Extract:
★ ★ ★ ★ ★ ★ ★
While Foster's book was good, if not entirely remarkable, it did manage to turn floodlights onto that "something different" that my soul needed for the remainder of summer.  I have never been a stranger to the whole evolution-and-Christianity thing.  In some ways I think it is fair to say it is always on my mind.  I can remember when I was six or seven.  Like a lot of kids, I loved dinosaurs more than anything (well, that and Batman).  My parents, being the good parents they were, bought me several books on dinosaurs, and I would spend hours and hours looking at the pictures and, as I was still not really able to read, having my dad or my mom patiently enunciate their cryptic scientific names, which I memorized like they were magic incantations, and recited them like liturgy.  Large portions of my summers would be spent in our backyard with shovel in hand and batman cowl on head, fantasizing about becoming an (apparently crime-fighting) paleontologist and digging up my mother's roses in the name of science.  We had several exciting breakthroughs on my dig sites (which my mother annoyingly insisted to keep calling her "garden"), but unfortunately on further analysis these turned out to be two old beer cans and an emaciated shoe.
★ ★ ★ ★ ★ ★ ★
Dataset:
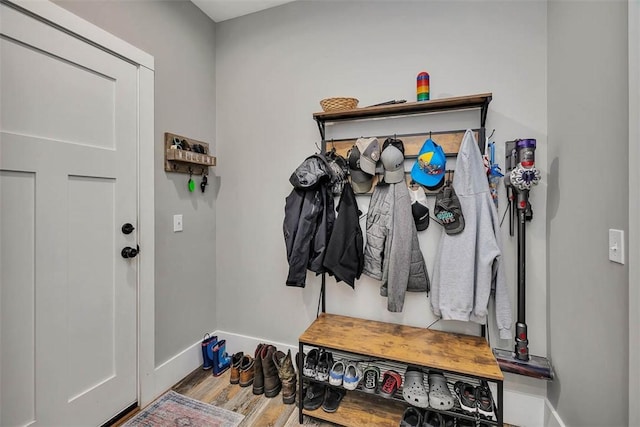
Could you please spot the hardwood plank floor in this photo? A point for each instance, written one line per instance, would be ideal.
(259, 411)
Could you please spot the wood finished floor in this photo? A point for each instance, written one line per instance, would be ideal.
(259, 411)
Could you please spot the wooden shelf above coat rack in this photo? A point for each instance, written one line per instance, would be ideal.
(185, 161)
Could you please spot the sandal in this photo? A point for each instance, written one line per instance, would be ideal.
(439, 395)
(433, 419)
(413, 390)
(391, 382)
(411, 418)
(467, 396)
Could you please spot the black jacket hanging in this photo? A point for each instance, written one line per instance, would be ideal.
(345, 253)
(308, 219)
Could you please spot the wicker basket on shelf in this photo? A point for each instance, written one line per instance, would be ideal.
(338, 104)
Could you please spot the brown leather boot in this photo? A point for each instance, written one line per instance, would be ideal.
(235, 368)
(272, 384)
(246, 371)
(258, 377)
(287, 374)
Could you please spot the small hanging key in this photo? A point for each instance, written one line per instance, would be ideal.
(191, 184)
(203, 184)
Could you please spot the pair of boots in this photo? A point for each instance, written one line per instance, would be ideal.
(214, 355)
(270, 371)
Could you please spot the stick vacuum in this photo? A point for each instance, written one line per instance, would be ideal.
(521, 176)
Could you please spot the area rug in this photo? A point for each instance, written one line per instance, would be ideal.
(175, 410)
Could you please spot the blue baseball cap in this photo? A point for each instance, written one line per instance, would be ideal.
(429, 168)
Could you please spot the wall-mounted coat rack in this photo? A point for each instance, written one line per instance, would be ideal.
(186, 155)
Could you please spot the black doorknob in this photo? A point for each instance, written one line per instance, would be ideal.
(129, 252)
(127, 228)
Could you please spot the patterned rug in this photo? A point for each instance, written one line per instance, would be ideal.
(175, 410)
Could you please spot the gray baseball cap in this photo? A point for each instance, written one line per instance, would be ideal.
(369, 154)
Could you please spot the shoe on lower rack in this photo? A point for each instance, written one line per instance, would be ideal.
(314, 396)
(413, 390)
(439, 395)
(411, 417)
(352, 376)
(484, 402)
(336, 373)
(325, 363)
(433, 419)
(332, 398)
(311, 363)
(391, 382)
(467, 396)
(370, 379)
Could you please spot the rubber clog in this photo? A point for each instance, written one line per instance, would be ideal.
(439, 395)
(391, 382)
(411, 418)
(413, 390)
(336, 373)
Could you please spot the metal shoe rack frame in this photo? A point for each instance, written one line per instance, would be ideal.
(479, 101)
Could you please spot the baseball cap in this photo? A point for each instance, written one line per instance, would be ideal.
(419, 208)
(448, 210)
(369, 154)
(429, 168)
(393, 163)
(360, 181)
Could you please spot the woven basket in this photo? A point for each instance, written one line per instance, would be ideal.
(338, 104)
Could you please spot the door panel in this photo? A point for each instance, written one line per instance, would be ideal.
(17, 293)
(91, 292)
(68, 126)
(84, 98)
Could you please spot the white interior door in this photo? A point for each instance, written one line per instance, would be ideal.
(68, 180)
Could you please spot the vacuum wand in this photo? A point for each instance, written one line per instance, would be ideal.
(521, 178)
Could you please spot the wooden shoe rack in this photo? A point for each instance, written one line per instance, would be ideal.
(458, 357)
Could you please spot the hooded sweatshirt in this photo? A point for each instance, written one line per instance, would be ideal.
(469, 263)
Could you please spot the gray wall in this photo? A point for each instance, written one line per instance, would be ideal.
(273, 67)
(181, 39)
(588, 190)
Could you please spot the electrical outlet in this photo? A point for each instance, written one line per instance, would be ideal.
(616, 246)
(177, 223)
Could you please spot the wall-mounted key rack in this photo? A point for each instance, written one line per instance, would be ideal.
(186, 155)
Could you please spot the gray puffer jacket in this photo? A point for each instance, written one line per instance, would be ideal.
(392, 253)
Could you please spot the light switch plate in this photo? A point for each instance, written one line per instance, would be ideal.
(177, 223)
(616, 246)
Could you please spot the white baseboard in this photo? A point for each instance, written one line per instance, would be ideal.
★ ★ ★ ★ ★ ★ ★
What this exercise asks:
**a)** Decide whether each statement agrees with the text about a childhood love of dinosaurs, and for each one answer yes or no, quoting the deciding words of the text exactly: (i) The narrator's parents bought several books on dinosaurs. (ii) At six or seven, the narrator could already read the dinosaur books alone. (iii) The backyard digs turned up a dinosaur bone.
**b)** Continue the text about a childhood love of dinosaurs, starting after its last sentence.

Answers in order:
**a)**
(i) Yes: "bought me several books on dinosaurs"
(ii) No: "as I was still not really able to read"
(iii) No: "these turned out to be two old beer cans and an emaciated shoe"

**b)**
Thinking back, if one had made a chronology based upon the "fossils" I had unearthed, I suppose my younger self would have come to the conclusion based on the strata layers in which they were discovered that beer cans came before footwear.  This probably has something to contribute to a social commentary on society's priorities; but perhaps all it meant was that people began to realize that walking barefoot to go buy your beer was exceedingly impractical.

My dino-philia did not serve me as well in church, however.  My memory of the event is a bit hazy, but at our church of the time they had a wonderful tradition where when you moved up to the first grade, they would give you your own New Testament.  I was ecstatic and eagerly accepted this gift.  I was particularly excited because this bible had pictures in it, something that I had not yet owned.  Being a good leader, the kind old man who gave me the bible knelt beside me and, apparently sharing my enthusiasm for the pictures, helped me flip through them.  We didn't get very far because (and I remember this quite clearly) there was an illustration of Noah's Ark, which had always been one of my favorite pericopes, and I decided it deserved a more careful look than the once-over I had given the other illustrations.

"And here are the animals going into the ark," I remember he said, as my eyes scanned the picture.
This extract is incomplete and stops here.